====== EXERCISE MATERIAL

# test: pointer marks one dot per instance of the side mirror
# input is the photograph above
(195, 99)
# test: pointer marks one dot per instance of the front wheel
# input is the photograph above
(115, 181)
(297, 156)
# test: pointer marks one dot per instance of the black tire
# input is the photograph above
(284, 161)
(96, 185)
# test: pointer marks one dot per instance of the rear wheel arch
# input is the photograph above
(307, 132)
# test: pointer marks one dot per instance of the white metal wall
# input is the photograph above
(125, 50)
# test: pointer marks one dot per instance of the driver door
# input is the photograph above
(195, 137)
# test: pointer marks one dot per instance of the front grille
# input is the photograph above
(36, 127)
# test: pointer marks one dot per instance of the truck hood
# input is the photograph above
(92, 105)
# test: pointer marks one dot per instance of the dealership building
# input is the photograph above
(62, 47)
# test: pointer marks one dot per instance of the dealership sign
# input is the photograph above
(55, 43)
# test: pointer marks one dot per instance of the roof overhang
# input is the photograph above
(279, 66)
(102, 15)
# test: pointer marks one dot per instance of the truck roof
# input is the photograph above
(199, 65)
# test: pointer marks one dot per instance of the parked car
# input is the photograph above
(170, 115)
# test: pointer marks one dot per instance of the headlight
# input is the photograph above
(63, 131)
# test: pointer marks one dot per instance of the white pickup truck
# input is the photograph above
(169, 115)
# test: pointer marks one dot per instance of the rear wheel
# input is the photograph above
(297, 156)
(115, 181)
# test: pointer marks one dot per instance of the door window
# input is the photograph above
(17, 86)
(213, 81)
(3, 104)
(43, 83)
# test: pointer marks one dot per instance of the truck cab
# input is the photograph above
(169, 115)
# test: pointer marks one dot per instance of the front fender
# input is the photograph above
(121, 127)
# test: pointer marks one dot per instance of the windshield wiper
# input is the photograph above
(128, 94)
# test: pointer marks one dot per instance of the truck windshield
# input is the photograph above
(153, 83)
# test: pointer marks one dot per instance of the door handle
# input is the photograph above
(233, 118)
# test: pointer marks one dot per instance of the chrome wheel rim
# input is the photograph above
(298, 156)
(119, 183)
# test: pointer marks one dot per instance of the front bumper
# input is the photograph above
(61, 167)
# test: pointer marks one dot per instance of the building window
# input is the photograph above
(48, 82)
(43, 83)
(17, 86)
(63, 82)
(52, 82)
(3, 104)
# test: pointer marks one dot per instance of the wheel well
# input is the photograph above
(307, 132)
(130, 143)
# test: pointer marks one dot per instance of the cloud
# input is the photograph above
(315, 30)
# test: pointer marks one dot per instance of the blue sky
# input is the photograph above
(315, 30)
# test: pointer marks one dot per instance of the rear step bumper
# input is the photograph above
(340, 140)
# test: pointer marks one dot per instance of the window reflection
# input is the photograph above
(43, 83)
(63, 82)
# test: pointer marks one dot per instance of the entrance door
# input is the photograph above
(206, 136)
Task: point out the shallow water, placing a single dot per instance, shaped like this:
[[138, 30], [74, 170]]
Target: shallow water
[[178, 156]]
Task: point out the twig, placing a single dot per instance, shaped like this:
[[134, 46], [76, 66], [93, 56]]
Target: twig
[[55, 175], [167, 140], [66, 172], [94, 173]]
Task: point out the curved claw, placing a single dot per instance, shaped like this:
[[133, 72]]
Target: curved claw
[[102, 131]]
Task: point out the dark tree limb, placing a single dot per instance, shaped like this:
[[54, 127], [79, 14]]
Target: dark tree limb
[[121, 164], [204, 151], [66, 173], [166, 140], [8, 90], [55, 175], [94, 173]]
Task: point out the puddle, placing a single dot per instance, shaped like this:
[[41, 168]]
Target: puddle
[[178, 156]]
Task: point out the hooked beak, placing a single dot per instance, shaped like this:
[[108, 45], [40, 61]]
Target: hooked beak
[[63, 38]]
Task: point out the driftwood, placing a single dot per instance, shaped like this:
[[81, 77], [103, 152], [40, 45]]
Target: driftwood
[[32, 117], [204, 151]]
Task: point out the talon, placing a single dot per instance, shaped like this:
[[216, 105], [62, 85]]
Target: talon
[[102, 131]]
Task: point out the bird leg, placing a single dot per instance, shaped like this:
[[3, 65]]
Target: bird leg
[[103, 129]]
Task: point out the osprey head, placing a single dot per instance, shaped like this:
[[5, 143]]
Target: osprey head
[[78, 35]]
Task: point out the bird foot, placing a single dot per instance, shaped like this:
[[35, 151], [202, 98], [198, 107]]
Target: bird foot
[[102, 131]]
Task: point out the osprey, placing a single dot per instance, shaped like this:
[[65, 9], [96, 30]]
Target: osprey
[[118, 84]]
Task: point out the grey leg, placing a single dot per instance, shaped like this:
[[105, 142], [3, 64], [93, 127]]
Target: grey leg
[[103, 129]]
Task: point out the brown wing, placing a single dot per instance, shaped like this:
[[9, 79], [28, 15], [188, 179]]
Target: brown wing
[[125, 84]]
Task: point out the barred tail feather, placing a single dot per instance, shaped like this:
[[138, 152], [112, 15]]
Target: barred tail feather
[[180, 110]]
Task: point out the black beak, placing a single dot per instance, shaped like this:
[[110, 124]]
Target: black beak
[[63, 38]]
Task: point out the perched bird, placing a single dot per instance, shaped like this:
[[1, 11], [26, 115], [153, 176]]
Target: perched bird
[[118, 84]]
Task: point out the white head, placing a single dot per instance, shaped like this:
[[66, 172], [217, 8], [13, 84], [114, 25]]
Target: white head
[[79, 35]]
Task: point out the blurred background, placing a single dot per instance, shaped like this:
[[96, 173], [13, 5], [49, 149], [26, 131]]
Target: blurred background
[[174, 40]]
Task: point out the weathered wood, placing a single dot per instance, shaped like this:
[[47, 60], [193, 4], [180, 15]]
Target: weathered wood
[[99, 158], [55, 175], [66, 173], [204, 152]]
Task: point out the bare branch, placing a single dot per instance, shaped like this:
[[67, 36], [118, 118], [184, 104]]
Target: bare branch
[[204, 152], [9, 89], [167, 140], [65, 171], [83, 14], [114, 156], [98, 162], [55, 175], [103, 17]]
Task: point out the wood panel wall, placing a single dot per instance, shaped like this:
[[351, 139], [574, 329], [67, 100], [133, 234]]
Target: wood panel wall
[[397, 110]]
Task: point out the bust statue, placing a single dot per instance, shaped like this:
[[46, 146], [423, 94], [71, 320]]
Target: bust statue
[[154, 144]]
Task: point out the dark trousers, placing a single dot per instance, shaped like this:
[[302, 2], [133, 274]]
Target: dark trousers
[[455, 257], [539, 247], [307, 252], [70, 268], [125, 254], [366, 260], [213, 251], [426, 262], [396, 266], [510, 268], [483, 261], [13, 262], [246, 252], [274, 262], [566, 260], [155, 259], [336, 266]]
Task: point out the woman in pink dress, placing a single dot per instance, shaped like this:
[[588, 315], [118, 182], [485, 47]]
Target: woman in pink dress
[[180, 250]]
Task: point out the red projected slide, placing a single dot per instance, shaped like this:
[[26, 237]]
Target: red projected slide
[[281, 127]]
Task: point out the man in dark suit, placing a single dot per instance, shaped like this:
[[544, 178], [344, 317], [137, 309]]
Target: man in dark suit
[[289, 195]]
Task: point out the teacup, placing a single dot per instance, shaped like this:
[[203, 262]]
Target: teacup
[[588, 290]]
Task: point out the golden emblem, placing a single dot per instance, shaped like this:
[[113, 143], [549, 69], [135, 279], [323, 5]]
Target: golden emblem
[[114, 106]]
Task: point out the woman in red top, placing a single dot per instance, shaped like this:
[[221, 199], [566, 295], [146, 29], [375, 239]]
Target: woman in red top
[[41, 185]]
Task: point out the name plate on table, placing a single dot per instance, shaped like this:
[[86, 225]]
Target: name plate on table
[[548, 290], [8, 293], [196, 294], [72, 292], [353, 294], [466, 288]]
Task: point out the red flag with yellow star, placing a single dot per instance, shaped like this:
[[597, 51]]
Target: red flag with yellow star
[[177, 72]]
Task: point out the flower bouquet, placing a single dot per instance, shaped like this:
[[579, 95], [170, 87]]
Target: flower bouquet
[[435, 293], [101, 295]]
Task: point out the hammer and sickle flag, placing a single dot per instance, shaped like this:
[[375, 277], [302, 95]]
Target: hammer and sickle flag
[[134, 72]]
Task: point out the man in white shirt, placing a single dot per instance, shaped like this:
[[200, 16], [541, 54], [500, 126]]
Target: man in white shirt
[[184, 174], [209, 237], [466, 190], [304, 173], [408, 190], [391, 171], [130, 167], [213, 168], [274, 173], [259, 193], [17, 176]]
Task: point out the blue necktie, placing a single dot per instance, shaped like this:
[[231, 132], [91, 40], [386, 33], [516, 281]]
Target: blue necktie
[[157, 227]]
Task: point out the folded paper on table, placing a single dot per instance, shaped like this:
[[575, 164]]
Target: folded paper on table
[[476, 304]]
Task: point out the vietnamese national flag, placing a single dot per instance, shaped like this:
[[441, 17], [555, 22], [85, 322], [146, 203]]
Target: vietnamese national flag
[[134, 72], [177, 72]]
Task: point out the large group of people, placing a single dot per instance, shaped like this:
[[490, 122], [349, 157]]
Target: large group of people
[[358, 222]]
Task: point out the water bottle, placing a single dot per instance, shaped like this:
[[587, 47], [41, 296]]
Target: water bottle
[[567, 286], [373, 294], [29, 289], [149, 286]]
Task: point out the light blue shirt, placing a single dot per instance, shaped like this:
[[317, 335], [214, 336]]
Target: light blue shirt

============

● INSTRUCTIONS TO FOLLOW:
Look above for the line containing "[[96, 173], [13, 5], [49, 149], [26, 131]]". Output from there through the line containing "Task: point out the wood", exactly and inclusively.

● TASK RESPONSE:
[[96, 173], [13, 5], [49, 149], [26, 131]]
Target: blurred background
[[174, 40]]
Task: point out the weathered wood, placing a single dot per instance, shaped like this:
[[47, 60], [193, 4], [180, 15]]
Target: weathered wood
[[99, 158], [55, 175], [66, 173], [204, 152]]
Task: point out the bare branch, placing a single dot per instance, shaped like this:
[[67, 36], [118, 118], [184, 104]]
Target: bare branch
[[204, 152], [9, 89], [167, 140], [65, 171], [83, 14], [114, 156], [98, 162], [55, 175], [103, 17]]
Task: point out the wood panel wall, placing a single dot per instance, shaped like this:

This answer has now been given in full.